Directions for this task: Rewrite the data below, starting at the line that contains "point_to MUST place one pin on each instance of the tall" and ending at the last line of the data. Raise every x and y coordinate in the answers by 27, and keep all other lines as they are.

Records shown:
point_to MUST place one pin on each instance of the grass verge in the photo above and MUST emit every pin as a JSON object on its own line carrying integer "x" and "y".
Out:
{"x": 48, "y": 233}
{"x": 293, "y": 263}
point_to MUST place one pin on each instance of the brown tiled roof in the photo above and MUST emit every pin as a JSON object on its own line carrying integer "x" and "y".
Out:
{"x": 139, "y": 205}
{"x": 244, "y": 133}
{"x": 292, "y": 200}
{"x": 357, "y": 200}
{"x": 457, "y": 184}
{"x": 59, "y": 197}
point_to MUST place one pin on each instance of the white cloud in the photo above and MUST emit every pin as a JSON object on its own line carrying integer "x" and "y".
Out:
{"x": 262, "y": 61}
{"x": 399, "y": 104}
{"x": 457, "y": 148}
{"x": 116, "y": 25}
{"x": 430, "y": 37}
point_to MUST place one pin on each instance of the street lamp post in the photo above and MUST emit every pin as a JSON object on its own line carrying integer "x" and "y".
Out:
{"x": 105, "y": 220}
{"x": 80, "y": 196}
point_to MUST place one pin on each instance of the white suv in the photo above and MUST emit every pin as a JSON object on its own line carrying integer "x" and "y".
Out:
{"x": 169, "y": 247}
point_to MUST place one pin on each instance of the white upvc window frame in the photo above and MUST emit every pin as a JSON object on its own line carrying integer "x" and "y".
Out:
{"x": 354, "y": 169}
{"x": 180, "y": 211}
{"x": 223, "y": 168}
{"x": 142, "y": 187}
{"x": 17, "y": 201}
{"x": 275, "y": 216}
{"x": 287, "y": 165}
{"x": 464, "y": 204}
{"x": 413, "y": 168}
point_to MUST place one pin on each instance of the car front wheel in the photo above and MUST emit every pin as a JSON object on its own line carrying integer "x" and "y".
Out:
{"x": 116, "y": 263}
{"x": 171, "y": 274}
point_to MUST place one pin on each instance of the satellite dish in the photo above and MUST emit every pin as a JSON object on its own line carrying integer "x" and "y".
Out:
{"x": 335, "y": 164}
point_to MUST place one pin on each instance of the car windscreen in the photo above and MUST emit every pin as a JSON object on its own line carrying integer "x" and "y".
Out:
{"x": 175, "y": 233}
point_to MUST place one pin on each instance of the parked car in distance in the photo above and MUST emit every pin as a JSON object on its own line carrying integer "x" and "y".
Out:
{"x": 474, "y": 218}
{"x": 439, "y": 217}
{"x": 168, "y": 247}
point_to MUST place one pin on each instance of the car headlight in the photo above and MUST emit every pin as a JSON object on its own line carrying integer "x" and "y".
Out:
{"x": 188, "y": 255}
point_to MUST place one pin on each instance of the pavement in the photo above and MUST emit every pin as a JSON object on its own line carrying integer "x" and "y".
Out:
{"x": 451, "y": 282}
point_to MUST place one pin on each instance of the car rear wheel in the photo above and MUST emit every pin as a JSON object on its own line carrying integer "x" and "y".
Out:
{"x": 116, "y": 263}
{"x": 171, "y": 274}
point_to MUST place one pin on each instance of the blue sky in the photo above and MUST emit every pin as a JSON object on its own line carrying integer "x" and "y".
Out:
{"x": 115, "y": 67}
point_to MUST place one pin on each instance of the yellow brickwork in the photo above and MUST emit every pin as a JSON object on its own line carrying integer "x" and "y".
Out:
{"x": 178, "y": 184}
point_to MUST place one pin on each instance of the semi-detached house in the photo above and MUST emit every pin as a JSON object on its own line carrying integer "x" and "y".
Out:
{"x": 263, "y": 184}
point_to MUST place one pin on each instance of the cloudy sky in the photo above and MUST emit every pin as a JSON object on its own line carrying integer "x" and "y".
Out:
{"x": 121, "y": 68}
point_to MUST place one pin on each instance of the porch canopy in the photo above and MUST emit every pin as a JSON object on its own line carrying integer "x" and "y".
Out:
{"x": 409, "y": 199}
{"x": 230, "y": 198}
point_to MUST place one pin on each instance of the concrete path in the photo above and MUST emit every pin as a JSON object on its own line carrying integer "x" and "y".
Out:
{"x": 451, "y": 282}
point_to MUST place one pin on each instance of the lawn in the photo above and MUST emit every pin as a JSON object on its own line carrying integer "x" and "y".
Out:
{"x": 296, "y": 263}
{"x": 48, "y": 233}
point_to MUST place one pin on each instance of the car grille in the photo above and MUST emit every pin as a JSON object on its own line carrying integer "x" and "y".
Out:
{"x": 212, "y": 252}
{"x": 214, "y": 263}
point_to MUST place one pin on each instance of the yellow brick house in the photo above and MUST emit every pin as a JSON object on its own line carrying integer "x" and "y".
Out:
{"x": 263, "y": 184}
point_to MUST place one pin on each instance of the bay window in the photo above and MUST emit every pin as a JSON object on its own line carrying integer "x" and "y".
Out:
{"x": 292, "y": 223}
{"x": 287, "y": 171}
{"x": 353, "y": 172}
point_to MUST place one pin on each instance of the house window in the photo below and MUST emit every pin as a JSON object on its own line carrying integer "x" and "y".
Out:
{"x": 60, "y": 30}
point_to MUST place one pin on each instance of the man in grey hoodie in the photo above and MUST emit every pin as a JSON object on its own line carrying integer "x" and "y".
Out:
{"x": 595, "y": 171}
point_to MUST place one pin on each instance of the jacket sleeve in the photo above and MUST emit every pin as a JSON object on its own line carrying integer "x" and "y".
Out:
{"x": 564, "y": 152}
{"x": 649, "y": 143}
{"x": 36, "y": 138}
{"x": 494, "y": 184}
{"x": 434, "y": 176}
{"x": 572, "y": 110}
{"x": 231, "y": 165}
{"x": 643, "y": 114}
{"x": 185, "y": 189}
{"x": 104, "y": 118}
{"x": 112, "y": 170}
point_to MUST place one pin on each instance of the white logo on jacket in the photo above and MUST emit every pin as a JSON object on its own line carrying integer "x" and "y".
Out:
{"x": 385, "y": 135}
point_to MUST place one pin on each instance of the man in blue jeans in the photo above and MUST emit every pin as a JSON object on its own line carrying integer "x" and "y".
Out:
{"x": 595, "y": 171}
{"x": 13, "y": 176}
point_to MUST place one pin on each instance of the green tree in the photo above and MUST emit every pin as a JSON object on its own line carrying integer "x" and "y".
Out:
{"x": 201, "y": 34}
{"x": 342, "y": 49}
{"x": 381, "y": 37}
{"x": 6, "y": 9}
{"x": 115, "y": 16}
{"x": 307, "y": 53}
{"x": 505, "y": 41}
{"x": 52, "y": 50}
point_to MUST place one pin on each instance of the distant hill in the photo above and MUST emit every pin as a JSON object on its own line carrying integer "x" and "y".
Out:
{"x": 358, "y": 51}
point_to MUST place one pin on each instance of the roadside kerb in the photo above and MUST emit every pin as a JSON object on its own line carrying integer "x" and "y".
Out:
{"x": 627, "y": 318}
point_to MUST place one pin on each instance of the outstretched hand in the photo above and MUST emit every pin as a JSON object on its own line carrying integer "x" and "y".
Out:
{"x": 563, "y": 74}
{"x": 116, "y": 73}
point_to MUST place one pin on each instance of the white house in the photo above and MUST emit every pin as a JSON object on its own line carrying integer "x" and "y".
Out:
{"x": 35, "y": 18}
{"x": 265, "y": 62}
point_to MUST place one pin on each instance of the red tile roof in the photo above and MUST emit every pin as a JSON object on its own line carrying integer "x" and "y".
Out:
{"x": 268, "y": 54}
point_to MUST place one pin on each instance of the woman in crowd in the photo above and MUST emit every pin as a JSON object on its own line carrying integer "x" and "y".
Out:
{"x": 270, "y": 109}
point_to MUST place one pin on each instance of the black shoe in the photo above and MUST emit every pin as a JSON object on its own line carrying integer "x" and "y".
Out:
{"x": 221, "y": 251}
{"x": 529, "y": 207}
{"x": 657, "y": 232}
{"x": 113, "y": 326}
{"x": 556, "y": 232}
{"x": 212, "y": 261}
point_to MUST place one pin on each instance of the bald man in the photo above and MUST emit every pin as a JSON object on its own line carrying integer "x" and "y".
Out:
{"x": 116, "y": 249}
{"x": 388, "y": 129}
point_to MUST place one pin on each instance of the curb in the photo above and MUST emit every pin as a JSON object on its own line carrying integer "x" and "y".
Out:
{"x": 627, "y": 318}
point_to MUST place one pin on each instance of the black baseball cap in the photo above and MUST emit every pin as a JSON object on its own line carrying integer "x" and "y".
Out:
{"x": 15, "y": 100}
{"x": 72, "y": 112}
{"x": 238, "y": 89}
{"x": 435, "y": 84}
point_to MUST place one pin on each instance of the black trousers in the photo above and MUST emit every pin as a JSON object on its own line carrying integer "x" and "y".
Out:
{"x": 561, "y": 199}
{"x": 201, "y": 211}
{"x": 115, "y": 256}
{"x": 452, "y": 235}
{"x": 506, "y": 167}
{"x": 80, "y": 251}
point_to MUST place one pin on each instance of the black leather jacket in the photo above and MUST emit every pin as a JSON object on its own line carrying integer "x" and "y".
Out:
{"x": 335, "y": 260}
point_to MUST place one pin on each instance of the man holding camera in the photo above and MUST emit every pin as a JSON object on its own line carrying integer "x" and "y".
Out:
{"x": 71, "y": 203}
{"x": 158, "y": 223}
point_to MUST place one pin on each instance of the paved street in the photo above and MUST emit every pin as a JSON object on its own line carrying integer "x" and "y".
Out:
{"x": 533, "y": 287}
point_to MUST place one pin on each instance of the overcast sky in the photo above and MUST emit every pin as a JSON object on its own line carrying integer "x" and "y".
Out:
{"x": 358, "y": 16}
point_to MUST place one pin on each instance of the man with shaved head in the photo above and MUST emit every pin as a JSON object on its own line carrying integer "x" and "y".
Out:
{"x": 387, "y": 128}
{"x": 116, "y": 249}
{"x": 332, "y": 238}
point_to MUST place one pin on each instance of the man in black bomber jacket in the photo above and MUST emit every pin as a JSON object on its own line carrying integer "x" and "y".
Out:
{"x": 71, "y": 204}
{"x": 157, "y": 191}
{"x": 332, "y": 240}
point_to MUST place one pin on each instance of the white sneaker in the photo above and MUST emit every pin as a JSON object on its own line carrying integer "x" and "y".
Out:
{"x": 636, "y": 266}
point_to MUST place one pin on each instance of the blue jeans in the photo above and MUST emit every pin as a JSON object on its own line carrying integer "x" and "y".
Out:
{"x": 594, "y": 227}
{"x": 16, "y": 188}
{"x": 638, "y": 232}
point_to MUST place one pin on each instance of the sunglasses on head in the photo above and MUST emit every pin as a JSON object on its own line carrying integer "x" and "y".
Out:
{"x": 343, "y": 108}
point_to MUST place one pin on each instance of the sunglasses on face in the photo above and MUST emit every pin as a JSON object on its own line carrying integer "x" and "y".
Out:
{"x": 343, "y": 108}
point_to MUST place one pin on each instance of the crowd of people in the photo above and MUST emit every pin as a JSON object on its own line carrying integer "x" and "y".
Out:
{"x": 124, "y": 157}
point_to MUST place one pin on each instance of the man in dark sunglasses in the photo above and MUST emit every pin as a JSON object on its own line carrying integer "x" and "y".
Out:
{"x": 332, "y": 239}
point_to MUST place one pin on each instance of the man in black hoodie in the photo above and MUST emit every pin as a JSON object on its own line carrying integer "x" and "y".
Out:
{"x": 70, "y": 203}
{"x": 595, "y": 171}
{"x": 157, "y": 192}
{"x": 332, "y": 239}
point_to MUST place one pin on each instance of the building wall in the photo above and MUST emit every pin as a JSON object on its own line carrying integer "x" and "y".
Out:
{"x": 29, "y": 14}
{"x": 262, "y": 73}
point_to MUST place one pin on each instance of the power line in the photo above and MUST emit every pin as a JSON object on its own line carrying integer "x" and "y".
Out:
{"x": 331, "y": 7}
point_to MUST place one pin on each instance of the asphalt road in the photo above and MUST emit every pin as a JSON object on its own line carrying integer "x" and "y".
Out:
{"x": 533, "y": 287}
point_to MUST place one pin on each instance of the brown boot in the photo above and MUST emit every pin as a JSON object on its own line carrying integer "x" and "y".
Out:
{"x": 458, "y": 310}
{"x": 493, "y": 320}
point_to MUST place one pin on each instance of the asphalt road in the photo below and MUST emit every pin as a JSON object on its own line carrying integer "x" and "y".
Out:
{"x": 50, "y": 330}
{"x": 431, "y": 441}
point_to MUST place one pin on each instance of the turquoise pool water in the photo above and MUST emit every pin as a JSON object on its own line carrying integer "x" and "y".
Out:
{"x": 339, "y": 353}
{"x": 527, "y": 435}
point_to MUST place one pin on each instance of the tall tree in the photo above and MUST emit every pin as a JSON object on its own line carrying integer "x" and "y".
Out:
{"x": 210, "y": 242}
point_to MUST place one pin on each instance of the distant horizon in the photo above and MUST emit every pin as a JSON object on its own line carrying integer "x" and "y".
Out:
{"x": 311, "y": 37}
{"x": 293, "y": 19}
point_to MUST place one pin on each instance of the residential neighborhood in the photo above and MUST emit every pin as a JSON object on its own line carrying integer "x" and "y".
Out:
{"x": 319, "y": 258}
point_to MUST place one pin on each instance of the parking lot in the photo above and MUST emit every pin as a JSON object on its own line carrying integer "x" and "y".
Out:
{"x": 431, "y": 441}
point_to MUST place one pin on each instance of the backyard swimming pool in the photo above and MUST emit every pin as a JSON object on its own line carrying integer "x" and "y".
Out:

Answer for the task:
point_to MUST place one pin on each instance of the tall tree in the photo above and MUST emit every pin as a JSON object on its own line carrying integer "x" and "y".
Out:
{"x": 237, "y": 269}
point_to MUST place one pin on each instance of the distant horizon in the photo above and MUST emit every pin as a JSON object on its own line carrying integer "x" and "y".
Out:
{"x": 338, "y": 64}
{"x": 320, "y": 46}
point_to MUST place one pin on each instance of the residential neighborhood in the photo above and MUST emit every pin as a JSON object on its own line carrying integer "x" and "y".
Out:
{"x": 346, "y": 285}
point_to MUST place one pin on each instance of the parking lot in the photo above and MUST emit every pin as a JSON object on its own line carrying integer "x" and "y".
Out:
{"x": 458, "y": 468}
point_to MUST place one pin on each instance of the backyard swimming pool in the photo above and MUST emit every pin as a JSON object on its own line carrying integer "x" and "y".
Out:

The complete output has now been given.